ASSIGNMENT —
Output each record exactly. Leave none out.

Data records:
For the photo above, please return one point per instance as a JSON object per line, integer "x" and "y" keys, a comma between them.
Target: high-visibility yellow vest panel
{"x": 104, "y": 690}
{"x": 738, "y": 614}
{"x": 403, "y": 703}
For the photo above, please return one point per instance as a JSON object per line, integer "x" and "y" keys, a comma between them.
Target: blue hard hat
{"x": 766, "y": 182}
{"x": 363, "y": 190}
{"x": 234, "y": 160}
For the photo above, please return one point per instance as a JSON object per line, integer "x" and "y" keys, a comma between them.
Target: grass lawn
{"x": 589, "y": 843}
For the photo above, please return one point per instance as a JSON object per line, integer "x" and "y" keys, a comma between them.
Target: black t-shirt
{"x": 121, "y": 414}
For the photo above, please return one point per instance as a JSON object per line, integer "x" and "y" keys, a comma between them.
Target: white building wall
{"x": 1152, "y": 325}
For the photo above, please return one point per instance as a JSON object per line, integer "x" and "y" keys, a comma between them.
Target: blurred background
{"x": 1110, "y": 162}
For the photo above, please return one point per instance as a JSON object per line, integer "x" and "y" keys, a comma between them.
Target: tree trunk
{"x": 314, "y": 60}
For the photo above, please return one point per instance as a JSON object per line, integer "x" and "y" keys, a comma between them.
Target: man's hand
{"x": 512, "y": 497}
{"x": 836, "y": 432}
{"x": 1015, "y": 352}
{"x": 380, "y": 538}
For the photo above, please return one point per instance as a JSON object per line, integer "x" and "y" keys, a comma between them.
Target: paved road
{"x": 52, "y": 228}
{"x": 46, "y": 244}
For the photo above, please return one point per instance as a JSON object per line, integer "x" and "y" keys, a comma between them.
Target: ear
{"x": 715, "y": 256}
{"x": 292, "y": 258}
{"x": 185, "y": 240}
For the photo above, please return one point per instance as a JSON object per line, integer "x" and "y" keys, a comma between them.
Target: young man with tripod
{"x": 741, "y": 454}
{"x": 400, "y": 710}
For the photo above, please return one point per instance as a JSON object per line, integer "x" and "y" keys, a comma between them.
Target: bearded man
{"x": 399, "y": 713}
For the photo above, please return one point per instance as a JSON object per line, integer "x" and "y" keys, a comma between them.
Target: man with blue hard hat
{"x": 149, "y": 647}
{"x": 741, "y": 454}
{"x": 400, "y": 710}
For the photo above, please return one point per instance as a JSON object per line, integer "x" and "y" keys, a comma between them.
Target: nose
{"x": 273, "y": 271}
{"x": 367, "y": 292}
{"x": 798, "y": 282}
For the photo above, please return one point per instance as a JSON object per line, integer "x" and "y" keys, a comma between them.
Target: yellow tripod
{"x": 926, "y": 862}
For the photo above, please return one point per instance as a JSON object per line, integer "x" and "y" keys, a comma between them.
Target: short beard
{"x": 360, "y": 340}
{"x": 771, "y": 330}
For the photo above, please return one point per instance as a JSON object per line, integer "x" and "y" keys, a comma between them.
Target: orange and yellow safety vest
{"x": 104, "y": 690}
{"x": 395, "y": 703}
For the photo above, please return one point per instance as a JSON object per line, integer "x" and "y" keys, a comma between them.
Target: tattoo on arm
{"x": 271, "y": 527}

RESPONSE TO THIS EXERCISE —
For the photo above, please return one point per instance as a JSON object per line, integer "x" and "y" keys, a comma between them.
Target: high-visibility yellow vest panel
{"x": 104, "y": 690}
{"x": 738, "y": 614}
{"x": 403, "y": 703}
For the photo above, please return one point per instance as a JSON object per line, integer "x" and "y" keys, a comma between them.
Target: blue hard hat
{"x": 766, "y": 182}
{"x": 363, "y": 190}
{"x": 234, "y": 160}
For the photo above, please return one point per instance as a JSON object per line, integer "x" and "y" keys, a comma between them.
Target: grass lawn
{"x": 589, "y": 843}
For the photo above, please return one point per instance as a JSON object per line, integer "x" and "y" keys, a comma between them.
Target: black t-shirt
{"x": 121, "y": 414}
For the photo above, please return one point per instance as a JSON object per line, integer "x" and "y" keys, a comma between them.
Target: white building wall
{"x": 1152, "y": 325}
For the photo above, please return one point per instance as a JSON object per line, integer "x" and "y" keys, a comma between them.
Target: blurred background
{"x": 1110, "y": 162}
For the photo above, please return one point per instance as a JSON object per line, integer "x" and "y" keys, a comma between them.
Target: tree trunk
{"x": 314, "y": 60}
For the photo above, please return one point per instance as a JSON object per line, integer "x" and "y" keys, a comma between them.
Target: man's hand
{"x": 512, "y": 497}
{"x": 836, "y": 432}
{"x": 1015, "y": 352}
{"x": 380, "y": 538}
For the photo above, please return one point per instance as a JSON object per line, integer "x" and "y" keys, a comma between them.
Target: paved road
{"x": 52, "y": 228}
{"x": 46, "y": 244}
For the photo above, please return one point per instance as a JSON object per line, integer "x" and "y" keys, a comma between them.
Target: ear
{"x": 715, "y": 256}
{"x": 292, "y": 258}
{"x": 185, "y": 240}
For the photo above, please return one point per instance as a JSON object per line, integer "x" and "y" keys, a comma between them.
Target: young man with tripod
{"x": 741, "y": 454}
{"x": 400, "y": 710}
For the photo above, please return one point per instance as a JSON object per line, integer "x" and "y" keys, a comma between them.
Target: bearded man
{"x": 399, "y": 713}
For the photo above, please return one point per instance as a JSON object per line, integer "x" and "y" keys, a comma between them.
Target: man with blue hard hat
{"x": 149, "y": 647}
{"x": 741, "y": 454}
{"x": 400, "y": 710}
For the photo above, please return one point per instance as a JSON object per line, integer "x" and "y" keys, a comma between them.
Target: nose
{"x": 273, "y": 271}
{"x": 367, "y": 292}
{"x": 798, "y": 282}
For the photo above, please return one point per instance as a JSON object per line, integer "x" and "y" keys, a comma between them.
Target: yellow tripod
{"x": 926, "y": 862}
For the photo above, please return one point per instance as a JSON object per line, integer "x" and "y" keys, a comma between them.
Target: short beard
{"x": 360, "y": 340}
{"x": 771, "y": 330}
For the photo above, please return one point per instance as a JSON object per line, integer "x" and "y" keys, a comma between them.
Target: orange and yellow safety vest
{"x": 104, "y": 690}
{"x": 395, "y": 703}
For the photo above, please return one point per instance as a JSON object per line, integer "x" and "y" keys, a comma between them.
Target: tattoo on arm
{"x": 271, "y": 527}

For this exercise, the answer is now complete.